• PROVIDED RECORDS:
------------------------------------------------------------

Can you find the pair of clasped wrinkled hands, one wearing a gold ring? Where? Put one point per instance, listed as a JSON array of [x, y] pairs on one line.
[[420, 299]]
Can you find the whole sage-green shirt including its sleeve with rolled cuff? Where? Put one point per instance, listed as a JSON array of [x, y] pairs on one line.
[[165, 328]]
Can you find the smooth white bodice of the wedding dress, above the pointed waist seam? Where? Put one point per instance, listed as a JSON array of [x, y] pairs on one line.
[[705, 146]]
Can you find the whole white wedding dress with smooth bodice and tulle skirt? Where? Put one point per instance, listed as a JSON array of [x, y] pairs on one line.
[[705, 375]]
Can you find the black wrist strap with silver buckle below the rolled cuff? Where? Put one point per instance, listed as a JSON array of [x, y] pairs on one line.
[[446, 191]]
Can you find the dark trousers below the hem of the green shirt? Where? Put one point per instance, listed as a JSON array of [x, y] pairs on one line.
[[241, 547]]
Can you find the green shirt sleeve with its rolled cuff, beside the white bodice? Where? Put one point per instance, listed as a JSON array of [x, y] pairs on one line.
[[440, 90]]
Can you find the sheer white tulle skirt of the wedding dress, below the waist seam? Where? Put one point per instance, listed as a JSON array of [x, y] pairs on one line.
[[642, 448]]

------------------------------------------------------------

• WHAT IS BEING ASKED: The response should consist only of the lines from the one containing "Can you find the black" to the end of the material above, both included.

• RESULT OF THE EXERCISE:
Can you find the black wrist strap with silver buckle below the rolled cuff? Where? Put one point per instance, listed as a JSON array of [x, y] pairs on one line.
[[446, 191]]
Can you find the dark trousers below the hem of the green shirt? Where? Put one point per instance, listed as a JSON array of [x, y] pairs on one line.
[[241, 547]]
Can you find the green shirt sleeve with its rolled cuff, beside the white bodice? Where? Put one point per instance, listed as a JSON array of [x, y] pairs on one line.
[[440, 90]]
Can you find the sheer white tulle skirt of the wedding dress, below the waist seam? Where? Put one point per instance, listed as a JSON array of [x, y] pairs on one line.
[[642, 448]]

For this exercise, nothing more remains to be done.